Exercise aim: Copy word for word the lines below, from the line with "Each instance of the <item>washer" through the end of the items.
··· Exercise data
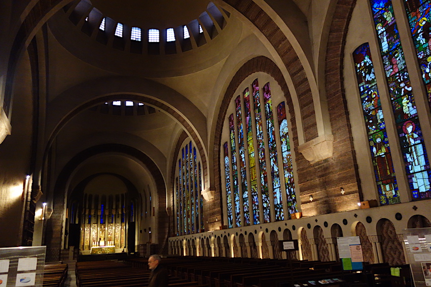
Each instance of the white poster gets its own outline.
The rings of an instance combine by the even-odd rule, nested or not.
[[[295,249],[295,244],[293,241],[283,241],[283,250]]]
[[[36,272],[19,273],[16,274],[15,286],[31,286],[36,283]]]
[[[363,262],[364,257],[362,255],[362,246],[361,245],[351,245],[350,248],[352,262]]]
[[[8,284],[8,274],[0,274],[0,286],[3,287]]]
[[[429,253],[418,253],[413,254],[415,261],[423,262],[428,261],[431,262],[431,254]]]
[[[26,257],[18,260],[17,271],[35,270],[38,266],[37,257]]]
[[[0,273],[9,272],[9,259],[2,259],[0,260]]]

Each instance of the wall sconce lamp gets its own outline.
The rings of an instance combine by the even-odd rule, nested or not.
[[[42,220],[45,220],[45,210],[46,209],[46,202],[42,203]]]

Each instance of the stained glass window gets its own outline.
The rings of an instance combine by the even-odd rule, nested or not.
[[[241,172],[241,187],[242,190],[242,208],[244,209],[245,225],[250,225],[248,208],[248,191],[247,185],[247,169],[245,166],[245,149],[244,147],[244,132],[242,130],[242,116],[241,111],[241,97],[235,100],[236,110],[236,126],[238,129],[238,149],[239,153],[239,166]]]
[[[223,150],[225,155],[225,176],[226,180],[226,201],[227,202],[228,210],[228,226],[229,228],[232,228],[233,225],[233,218],[232,211],[232,194],[231,192],[231,180],[230,171],[229,169],[229,156],[228,152],[228,142],[223,145]]]
[[[199,170],[199,177],[198,179],[198,181],[199,182],[199,190],[202,190],[204,188],[205,188],[205,186],[203,185],[203,183],[202,182],[202,170],[200,168],[200,162],[198,162],[198,169]],[[202,196],[200,197],[200,226],[201,230],[203,231],[205,227],[205,224],[203,223],[203,198],[202,198]]]
[[[200,227],[199,225],[199,194],[200,194],[200,189],[199,189],[199,187],[198,186],[198,165],[197,165],[197,158],[196,156],[196,148],[193,148],[193,166],[194,167],[194,174],[195,174],[195,201],[193,202],[193,204],[195,206],[195,210],[196,212],[195,213],[195,217],[196,218],[196,231],[199,231]]]
[[[272,181],[272,196],[274,200],[274,209],[275,212],[275,220],[283,220],[284,215],[283,213],[283,200],[281,196],[281,188],[280,186],[277,145],[275,142],[274,117],[272,115],[272,101],[271,99],[271,89],[269,83],[263,87],[262,90],[265,106],[268,147],[269,151],[269,160],[271,165],[271,178]]]
[[[289,128],[284,102],[281,102],[277,106],[277,114],[278,118],[278,127],[280,129],[281,155],[283,157],[283,172],[284,174],[288,212],[292,214],[298,212],[298,207],[296,202],[296,194],[295,193],[292,158],[291,154],[291,145],[289,141]]]
[[[192,227],[192,233],[195,233],[195,185],[194,180],[193,180],[194,168],[193,168],[193,160],[194,156],[193,156],[192,150],[192,142],[190,142],[190,221]]]
[[[429,0],[405,0],[404,6],[431,107],[431,3]]]
[[[186,144],[178,155],[176,188],[177,234],[184,235],[198,232],[203,229],[200,208],[202,201],[201,185],[198,176],[198,160],[196,147],[191,141]],[[199,175],[200,176],[200,175]]]
[[[401,151],[414,199],[431,197],[431,170],[392,3],[370,0]]]
[[[176,235],[179,235],[179,215],[181,214],[179,213],[179,208],[178,207],[178,204],[179,203],[179,193],[178,192],[178,177],[176,177],[175,179],[175,194],[176,196]]]
[[[253,210],[253,224],[259,224],[259,198],[258,193],[258,178],[256,175],[256,164],[255,159],[255,146],[253,144],[253,132],[252,127],[252,112],[250,108],[250,95],[248,88],[244,90],[244,113],[245,116],[245,131],[247,135],[247,146],[248,147],[248,170],[250,172],[250,187],[252,190],[252,208]]]
[[[398,186],[368,43],[355,50],[353,60],[380,204],[399,203]]]
[[[265,152],[265,139],[262,131],[261,102],[259,93],[259,84],[258,79],[253,81],[252,85],[253,92],[253,102],[255,108],[255,121],[256,122],[256,138],[258,143],[258,154],[259,159],[260,182],[262,192],[262,202],[263,206],[263,221],[266,223],[271,221],[269,193],[268,189],[268,177],[266,171],[266,159]]]
[[[235,144],[235,123],[233,120],[233,114],[229,116],[229,135],[232,158],[232,175],[233,181],[232,184],[234,202],[233,206],[236,226],[239,227],[241,226],[241,208],[239,202],[239,187],[238,184],[238,168],[236,163],[236,147]]]

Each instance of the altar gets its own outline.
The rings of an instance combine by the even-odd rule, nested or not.
[[[115,245],[92,246],[90,254],[109,254],[115,253]]]

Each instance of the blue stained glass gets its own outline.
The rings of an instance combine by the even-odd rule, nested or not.
[[[199,190],[202,190],[204,188],[205,188],[202,182],[202,171],[200,168],[200,162],[198,163],[198,170],[199,170]],[[203,223],[203,199],[202,196],[200,196],[200,226],[201,229],[203,231],[205,229],[205,225]]]
[[[183,149],[184,150],[184,149]],[[181,234],[183,234],[184,232],[184,222],[183,221],[183,165],[182,164],[182,161],[180,159],[178,161],[178,178],[179,179],[179,191],[178,191],[178,207],[179,209],[179,214],[178,215],[178,217],[181,217],[179,219],[179,224],[178,224],[178,227],[179,228],[179,232]]]
[[[178,236],[179,235],[179,208],[178,207],[178,203],[179,202],[179,196],[178,192],[178,177],[177,177],[175,179],[175,186],[176,188],[176,235]]]
[[[241,226],[241,204],[239,202],[239,187],[238,182],[238,167],[236,162],[236,147],[235,144],[235,124],[233,120],[233,114],[231,114],[229,118],[235,225],[237,227],[239,227]]]
[[[271,89],[267,83],[262,89],[263,92],[265,115],[266,121],[266,133],[268,136],[268,146],[271,162],[271,178],[272,180],[272,196],[275,220],[284,220],[283,200],[280,185],[280,176],[278,172],[278,160],[277,156],[277,144],[275,142],[275,131],[274,128],[274,118],[272,115],[272,101],[271,99]]]
[[[404,6],[431,107],[431,3],[429,0],[405,0]]]
[[[248,88],[244,91],[243,97],[244,98],[244,113],[245,116],[247,145],[248,148],[248,169],[250,172],[250,187],[252,192],[252,207],[253,210],[253,224],[259,224],[260,223],[260,219],[259,218],[259,198],[258,193],[258,180],[256,176],[255,147],[253,144],[253,133],[252,131],[250,96]]]
[[[228,142],[223,145],[225,155],[225,177],[226,180],[226,201],[228,210],[228,226],[229,228],[233,226],[233,216],[232,210],[232,194],[231,192],[230,171],[229,171],[229,156],[228,153]]]
[[[414,199],[429,198],[431,171],[393,17],[392,3],[389,0],[371,0],[371,3],[410,191]],[[418,7],[425,2],[409,1],[409,3],[412,4],[411,7]],[[423,22],[425,19],[422,20],[420,23],[426,24]],[[419,24],[417,22],[418,25],[420,26]],[[412,30],[418,31],[420,29],[415,24]]]
[[[380,204],[399,203],[398,186],[368,43],[355,50],[353,60]]]
[[[194,167],[195,174],[195,202],[193,202],[193,205],[195,206],[195,217],[196,221],[196,229],[199,231],[200,229],[199,226],[199,199],[200,192],[198,188],[198,165],[197,158],[196,156],[196,148],[193,148],[193,167]]]
[[[262,201],[263,206],[264,222],[266,223],[271,221],[269,192],[268,188],[266,161],[265,152],[265,140],[262,131],[262,115],[261,114],[260,96],[259,85],[258,79],[253,81],[252,85],[253,91],[253,101],[255,107],[255,120],[256,124],[256,138],[258,141],[258,154],[259,158],[259,170],[260,170],[261,186],[262,189]]]
[[[283,157],[283,172],[286,188],[288,212],[290,214],[292,214],[298,212],[298,207],[297,207],[296,194],[295,192],[292,159],[284,102],[281,102],[277,106],[277,115],[278,126],[280,128],[280,140],[281,155]]]
[[[242,190],[242,207],[244,210],[244,224],[250,225],[248,207],[248,191],[247,185],[247,169],[245,166],[245,149],[244,147],[244,132],[242,129],[242,115],[241,111],[241,97],[235,100],[236,110],[236,126],[238,129],[238,145],[239,153],[239,165],[241,171],[241,183]]]

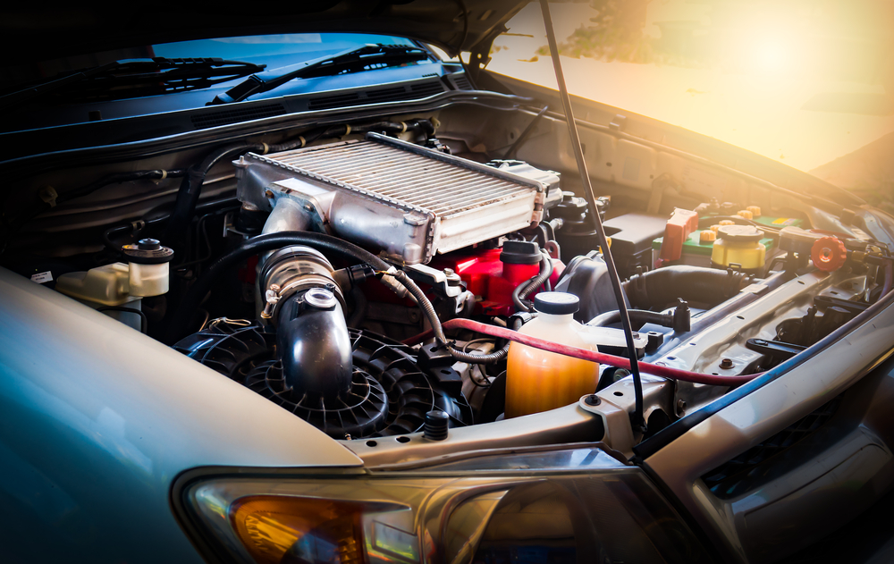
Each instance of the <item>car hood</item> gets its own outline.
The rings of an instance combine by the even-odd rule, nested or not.
[[[19,5],[0,18],[0,42],[15,64],[208,38],[302,32],[400,35],[436,45],[450,55],[480,49],[500,33],[526,0],[318,0],[171,9],[120,4],[100,11],[76,4],[46,10]],[[13,60],[10,60],[13,59]]]

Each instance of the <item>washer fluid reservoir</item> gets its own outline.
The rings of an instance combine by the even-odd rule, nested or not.
[[[574,320],[578,297],[560,291],[540,292],[534,298],[538,316],[519,333],[563,345],[596,350],[586,328]],[[517,342],[510,344],[506,366],[506,417],[547,411],[593,393],[599,381],[599,365]]]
······
Solution to the problem:
Each instance of the <item>washer fluid reservoir</item> gets its own outline.
The rings of an instance combine by the even-odd rule, nested or not.
[[[574,320],[578,297],[560,291],[540,292],[534,298],[538,316],[519,333],[563,345],[596,350],[586,328]],[[517,342],[510,344],[506,366],[506,417],[547,411],[593,393],[599,381],[599,365]]]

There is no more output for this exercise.